▶ _TASK PROMPT_
Reproduce the lines of the material exactly, excluding every image.
··· INPUT
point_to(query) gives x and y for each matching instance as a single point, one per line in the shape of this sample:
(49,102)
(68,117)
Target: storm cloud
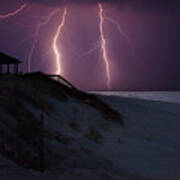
(153,6)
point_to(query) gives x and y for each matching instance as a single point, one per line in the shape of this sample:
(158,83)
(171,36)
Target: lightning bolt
(14,13)
(55,43)
(103,45)
(36,34)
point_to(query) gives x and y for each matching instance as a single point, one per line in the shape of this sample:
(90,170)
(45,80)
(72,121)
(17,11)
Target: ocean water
(147,95)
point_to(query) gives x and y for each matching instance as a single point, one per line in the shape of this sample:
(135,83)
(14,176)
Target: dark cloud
(136,5)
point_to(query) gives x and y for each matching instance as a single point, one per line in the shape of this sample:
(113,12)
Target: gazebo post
(8,69)
(0,68)
(17,68)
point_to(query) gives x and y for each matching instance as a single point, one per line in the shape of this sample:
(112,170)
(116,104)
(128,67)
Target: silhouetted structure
(7,61)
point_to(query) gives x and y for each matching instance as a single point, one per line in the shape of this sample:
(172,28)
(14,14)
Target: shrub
(73,125)
(93,135)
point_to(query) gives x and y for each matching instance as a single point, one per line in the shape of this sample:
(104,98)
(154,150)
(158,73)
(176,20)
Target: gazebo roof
(5,59)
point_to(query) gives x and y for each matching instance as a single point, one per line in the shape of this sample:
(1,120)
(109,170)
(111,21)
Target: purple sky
(153,34)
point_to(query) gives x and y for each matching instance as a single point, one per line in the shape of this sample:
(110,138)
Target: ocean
(147,95)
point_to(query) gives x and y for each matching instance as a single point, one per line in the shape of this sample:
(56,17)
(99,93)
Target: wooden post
(41,144)
(17,68)
(0,68)
(8,68)
(14,69)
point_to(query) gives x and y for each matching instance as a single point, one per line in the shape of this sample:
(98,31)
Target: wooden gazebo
(8,61)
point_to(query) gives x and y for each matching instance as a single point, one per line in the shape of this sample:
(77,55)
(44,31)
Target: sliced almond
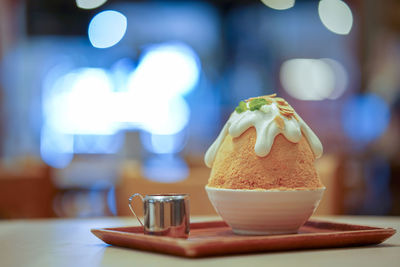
(280,122)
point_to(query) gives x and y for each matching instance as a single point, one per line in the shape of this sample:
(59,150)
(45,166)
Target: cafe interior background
(102,99)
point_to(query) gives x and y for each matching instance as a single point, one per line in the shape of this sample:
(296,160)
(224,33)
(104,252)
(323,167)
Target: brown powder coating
(287,166)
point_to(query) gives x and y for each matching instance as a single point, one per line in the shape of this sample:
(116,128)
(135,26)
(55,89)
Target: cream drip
(267,129)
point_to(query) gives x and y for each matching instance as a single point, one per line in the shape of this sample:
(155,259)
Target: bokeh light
(313,79)
(307,79)
(79,103)
(165,169)
(107,28)
(365,117)
(166,70)
(89,4)
(279,4)
(336,16)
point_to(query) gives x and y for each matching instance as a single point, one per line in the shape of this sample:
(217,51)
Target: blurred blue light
(56,149)
(80,102)
(107,28)
(165,169)
(163,144)
(167,70)
(365,117)
(89,4)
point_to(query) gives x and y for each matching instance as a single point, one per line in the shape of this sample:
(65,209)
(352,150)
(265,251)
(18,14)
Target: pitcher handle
(130,206)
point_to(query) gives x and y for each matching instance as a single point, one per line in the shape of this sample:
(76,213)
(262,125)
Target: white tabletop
(69,242)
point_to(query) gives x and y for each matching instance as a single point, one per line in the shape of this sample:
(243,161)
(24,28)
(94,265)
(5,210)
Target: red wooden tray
(217,238)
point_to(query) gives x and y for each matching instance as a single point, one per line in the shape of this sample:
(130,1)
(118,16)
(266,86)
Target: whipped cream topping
(268,122)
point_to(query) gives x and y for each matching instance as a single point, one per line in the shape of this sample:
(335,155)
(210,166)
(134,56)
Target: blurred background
(102,99)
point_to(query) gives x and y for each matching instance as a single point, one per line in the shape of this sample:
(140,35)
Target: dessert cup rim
(264,190)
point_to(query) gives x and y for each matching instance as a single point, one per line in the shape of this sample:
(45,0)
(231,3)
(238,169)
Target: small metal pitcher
(165,214)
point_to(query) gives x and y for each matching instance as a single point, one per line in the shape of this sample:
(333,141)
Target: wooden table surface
(69,242)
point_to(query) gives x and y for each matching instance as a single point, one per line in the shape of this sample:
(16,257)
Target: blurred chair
(26,190)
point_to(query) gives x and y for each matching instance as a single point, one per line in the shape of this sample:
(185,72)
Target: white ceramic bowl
(264,212)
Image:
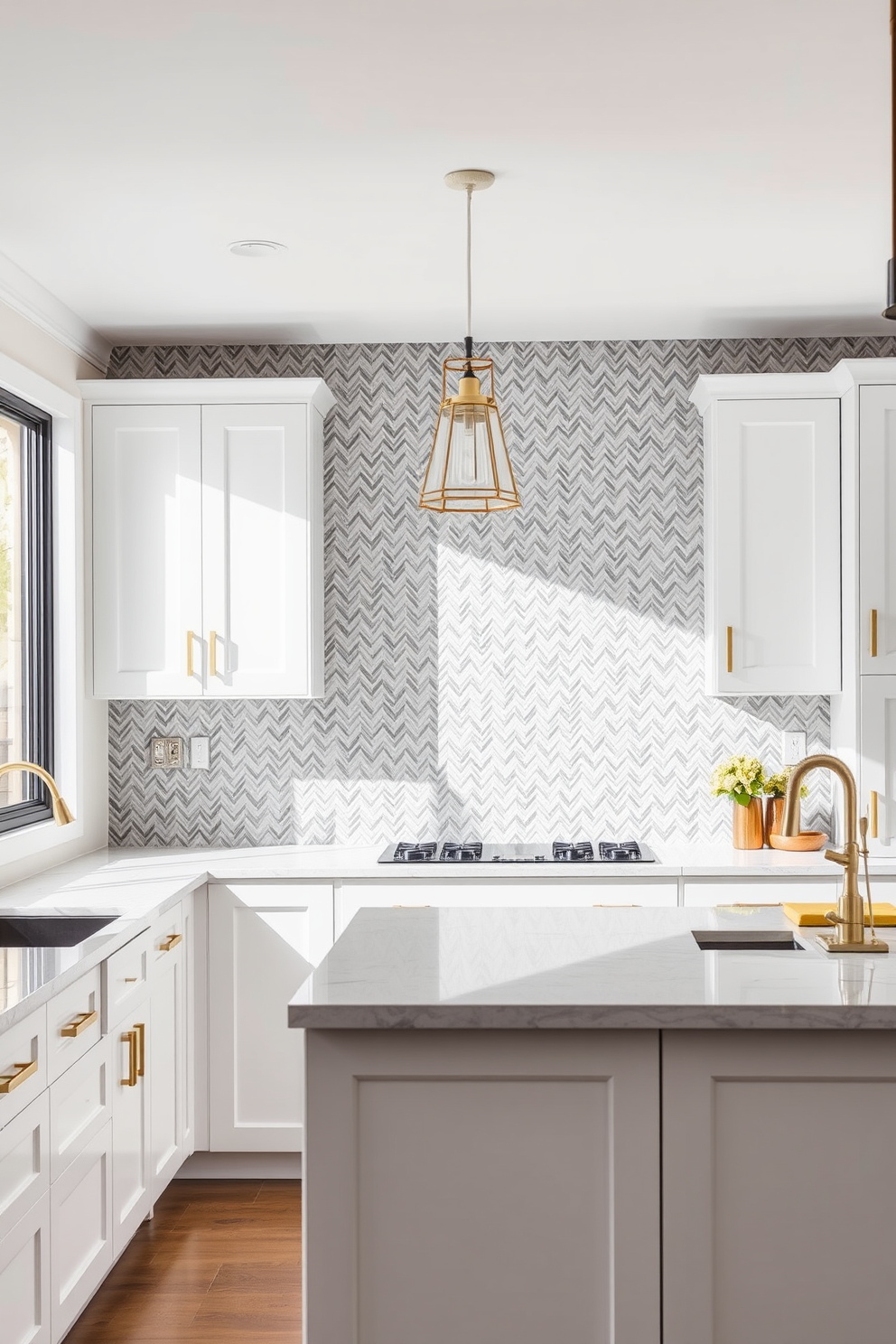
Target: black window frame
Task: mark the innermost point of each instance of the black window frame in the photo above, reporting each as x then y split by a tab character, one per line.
36	480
······
▶ _REPLY TO THE EXERCISE_
point_to(query) gives x and y for each matching instance as a single point, one per line in the shape of this sample:
(49,102)
(68,117)
Target: storm cloud
(153,6)
point_to(query) gives x and y for each matching instance as a single point, one per line in the shape of this sample:
(158,83)
(171,36)
Target: lightning bolt
(14,13)
(55,43)
(103,45)
(36,34)
point_to(query) gives x and y for each matching instance as a single point, one per line in the shape of this sample:
(90,170)
(45,80)
(72,121)
(17,11)
Target: ocean water
(147,95)
point_to(query) gives x and y for each matching instance as a single point, one per line in the shape of this sample:
(135,83)
(14,176)
Target: dark cloud
(136,5)
point_to(query) gives x and y for each matching instance as a single point, one per line in the shape of this sample:
(113,12)
Target: gazebo post
(8,69)
(0,68)
(17,68)
point_to(query) gives x and y for each matching instance as a single point, one per line in the shape of this sample:
(112,170)
(116,104)
(128,67)
Target: silhouetted structure
(7,61)
point_to(query) gives x and y for each matching instance as a single point, one per line in the shape of this sample:
(172,28)
(14,14)
Target: shrub
(73,125)
(93,135)
point_to(query) gives x and y for each matching instance as a single point, one per line in the shape of this sample:
(104,98)
(154,150)
(158,73)
(176,20)
Target: gazebo roof
(5,59)
point_to(query) gives x and y for each matching instance as a single point, one per line in the shape of this sample:
(1,120)
(109,170)
(111,21)
Target: purple sky
(153,34)
point_to(query) gives x and y for each matching instance as a single point, one per line in the shape of this sample:
(110,138)
Target: ocean
(147,95)
point_to(query) gives x and y for each matching instance as a single point, one per line in the shape of this sample:
(56,17)
(99,93)
Target: wooden post
(41,144)
(17,68)
(0,68)
(8,68)
(14,69)
point_to(query) gives x and y for each matching instance as a single point, one per line in the shape of this sample:
(98,31)
Target: wooden gazebo
(8,61)
point_to(query) gives x and y for each matching instance as a single point, one per line in the shape of this sample:
(77,55)
(44,31)
Target: sliced almond
(280,122)
point_to(query) gives x and y for each matching instance as a single point, one per line in the shape of this sample:
(59,150)
(45,166)
Target: cafe interior background
(102,99)
point_to(query) gives x and y for each matching instance as a single point, one per line in the shape of this sample:
(296,160)
(224,33)
(104,252)
(323,167)
Target: brown powder coating
(287,166)
point_to(query) gives x and y for each matching instance as a single point, one per line in the shape of this sample:
(116,128)
(135,26)
(55,89)
Target: cream drip
(267,129)
point_to(query) gives x and y for each matching instance as a single point, one per line in the shape of this sample:
(155,259)
Target: bokeh light
(313,79)
(307,79)
(79,103)
(165,169)
(107,28)
(365,117)
(166,70)
(89,4)
(279,4)
(336,16)
point_to(query) gives x and y for each matching instance as a single point, one per line in the shape of this sample:
(217,51)
Target: blurred blue light
(56,149)
(80,102)
(107,28)
(165,169)
(163,144)
(167,70)
(365,117)
(89,4)
point_to(query) gives x and y for each matching instance as a single point, one per line in the shape of this sample:
(65,209)
(352,150)
(265,251)
(18,14)
Target: pitcher handle
(130,206)
point_to(query) gives x and y for each matching instance as a single point, one per line in the shape of this sample:
(76,213)
(262,125)
Target: white tabletop
(69,242)
point_to(query) gives x and y for each matching instance as a single point, one per line in the shape of this sample:
(243,161)
(24,28)
(94,265)
(5,210)
Target: red wooden tray
(217,238)
point_to(query) gives x and y for each matching instance as a single point, one per line in the shape of this sample:
(130,1)
(118,16)
(266,86)
Target: whipped cream topping
(268,122)
point_to(query) gives x and y for each matching instance as a single point, one per line in the shape of this sample:
(335,155)
(210,166)
(134,56)
Target: blurred background
(102,99)
point_to(query) gives x and y for each matching instance as a single point, one per line in the shape of this sample:
(140,35)
Target: dessert cup rim
(264,190)
point_to(query) gives x and y for each matching instance as a single point, one per line in the shape of this sample:
(45,0)
(231,3)
(238,169)
Target: small metal pitcher
(165,214)
point_to(query) gives x and y for each matching instance as a single point, one per line in the shape of this sample:
(333,141)
Target: wooden table surface
(69,242)
point_to(query) gives x and y for each matching instance as a single point, one per line in the shape of this sample:
(16,257)
Target: blurred chair
(26,190)
point_to(query) gives x and y for each matching instance as a single point, one per line in the shape of this sample:
(185,72)
Target: white ceramic bowl
(264,212)
Image:
Target: black window frame
Task: mark the innermost point of each instance of the black window frame in the photo above, reporting each as x then y split by a tab character, one per line.
36	480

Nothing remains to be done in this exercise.